▶ _Given instruction 1_
From the wine column, output the stretch from "As part of this" through "more wine publications." word for word.
▶ _Given instruction 2_
According to the wine column, who is credited with creating the numeric ranking system for wines?
▶ _Given instruction 3_
Write the next part of the wine column, picking up after its final sentence.

▶ _Excerpted text_
»»

About a year ago, I worked with Yukon Artists @ Work on a project called “Canvas Confidential,” a fundraiser to help Yukon artists if illness prevented them from working.

As part of this event, we hosted a wine tasting, and had very specific criteria for the chosen wines.

First, we had to order wines from the BC Liquor Corp. list, which anyone can do through the Yukon Liquour Corp. (YLC).

Our second criteria was that the wines needed to be rated at least 90 points by one or more wine publications.

The creation of this numeric ranking system is credited to American wine critic, Robert Parker, and his magazine The Wine Advocate. Other publications like Wine Spectator and The Wine Enthusiast have also adopted this approach.

Colour, flavour and mouth feel, regional weather of a particular year, the blend of grapes, and the aging process all contribute to the rating.

Wine Spectator tasters review wines on the following 100-point scale:

  • 95-100 Classic: a great wine.
  • 90-94 Outstanding: a wine of superior character and style.
  • 85-89 Very good: a wine with special qualities.
  • 80-84 Good: a solid, well-made wine.
  • 75-79 Mediocre: a drinkable wine that may have minor flaws.
  • 50-74 Not recommended.

So any wine rated at over 80 points will be worthwhile serving, and anything over 90 is usually an exceptional experience. But critics suggest that the pursuit by wine growers of these favourable numeric scores has drawn winemakers to produce more homogenous styles of wine.

There may be some truth to this. If you taste a Chardonnay, or a Viognier from California, Australia, increasingly Canada, and even France or Italy, there is often a somewhat generic taste — heavy on the oak, relatively high alcohol content, buttery, and a slightly viscous mouth feel. I encountered just that with a 2011 French Viognier called Three Winds Viognier, which goes for $16.30 at the YLC.

It’s not a bad wine, just predictable.

Our third selection criterion was to keep the price per bottle under $24. It is no great accomplishment to find a good wine with an unlimited budget, so for me, this limit makes it a fun challenge to find new wines.

««

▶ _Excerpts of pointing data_
»»

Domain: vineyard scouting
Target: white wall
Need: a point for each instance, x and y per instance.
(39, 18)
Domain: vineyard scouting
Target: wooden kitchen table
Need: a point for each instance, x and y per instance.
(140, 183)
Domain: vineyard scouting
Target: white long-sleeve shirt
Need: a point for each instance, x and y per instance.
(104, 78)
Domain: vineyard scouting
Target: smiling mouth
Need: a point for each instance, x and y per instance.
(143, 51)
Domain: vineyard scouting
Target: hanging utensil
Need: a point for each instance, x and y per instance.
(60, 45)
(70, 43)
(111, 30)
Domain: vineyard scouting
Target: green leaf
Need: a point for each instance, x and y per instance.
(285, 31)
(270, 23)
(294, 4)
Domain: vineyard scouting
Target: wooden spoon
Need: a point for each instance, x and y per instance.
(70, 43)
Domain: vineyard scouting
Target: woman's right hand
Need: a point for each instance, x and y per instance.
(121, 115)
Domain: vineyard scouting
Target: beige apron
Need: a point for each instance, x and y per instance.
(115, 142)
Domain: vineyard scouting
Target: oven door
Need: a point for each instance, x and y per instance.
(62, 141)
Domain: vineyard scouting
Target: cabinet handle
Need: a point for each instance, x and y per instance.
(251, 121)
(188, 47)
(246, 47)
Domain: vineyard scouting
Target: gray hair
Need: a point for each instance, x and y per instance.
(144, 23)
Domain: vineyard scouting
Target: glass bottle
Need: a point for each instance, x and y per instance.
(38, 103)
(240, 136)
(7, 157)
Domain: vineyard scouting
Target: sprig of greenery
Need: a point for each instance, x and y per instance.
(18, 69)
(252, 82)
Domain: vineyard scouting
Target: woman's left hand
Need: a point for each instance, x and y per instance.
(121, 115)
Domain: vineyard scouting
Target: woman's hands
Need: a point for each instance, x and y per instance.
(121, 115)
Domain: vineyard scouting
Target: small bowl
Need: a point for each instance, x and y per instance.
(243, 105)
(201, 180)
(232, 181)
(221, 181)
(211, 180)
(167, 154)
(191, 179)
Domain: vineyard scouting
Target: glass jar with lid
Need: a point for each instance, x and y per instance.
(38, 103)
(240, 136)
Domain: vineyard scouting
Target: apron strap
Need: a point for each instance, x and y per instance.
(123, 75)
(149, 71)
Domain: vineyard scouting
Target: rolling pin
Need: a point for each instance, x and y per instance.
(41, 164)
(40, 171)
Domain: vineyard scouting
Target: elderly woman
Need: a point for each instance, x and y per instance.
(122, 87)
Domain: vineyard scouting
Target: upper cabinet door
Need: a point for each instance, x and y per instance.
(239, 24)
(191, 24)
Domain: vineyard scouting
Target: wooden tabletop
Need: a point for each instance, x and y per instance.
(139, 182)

««

▶ _Exercise answer 1_
As part of this event, we hosted a wine tasting, and had very specific criteria for the chosen wines.

First, we had to order wines from the BC Liquor Corp. list, which anyone can do through the Yukon Liquour Corp. (YLC).

Our second criteria was that the wines needed to be rated at least 90 points by one or more wine publications.

▶ _Exercise answer 2_
American wine critic Robert Parker, together with his magazine The Wine Advocate.

▶ _Exercise answer 3_
One wine we selected for the event was the Mazzei family’s Badiola Toscana red blend, from the hills of Tuscany, in Italy.

As a result of a trip to Tuscany 10 years ago, my taste in wine was permanently changed. In 10 days I went from being a French and California wine drinker, to a man convinced that reds from Tuscany would comprise my wines of choice if I were marooned on a desert island.

The wines of the Mazzei family would be among the top on my list. This family has been making wines outside of Florence since the 1300s and is credited with coining the term Chianti to describe red wines of the region.

Today this family still makes a range of spectacular red Tuscan wines, with Badiola Toscana being the value-priced offering.

The 2010 Badiola Toscana ($21.15 at the YLC) — rated 92 points by Wine Spectator —is the highest rated vintage in the nine years I’ve been enthusing about this wine.

This blend of Sangiovese and Merlot grapes needs to be opened and allowed to breath for one to two hours before drinking (taste a splash right when you open it and then again after two hours, and you be amazed at the change that breathing makes).

Look for hints of cherry, flowers and maybe some tobacco, all balanced in a way that only 600-plus years of wine making experience can yield.

Serve with a piece of aged Parmesan cheese, a good steak dinner, or at your next fundraising effort.

It will be a fabulous summer treat.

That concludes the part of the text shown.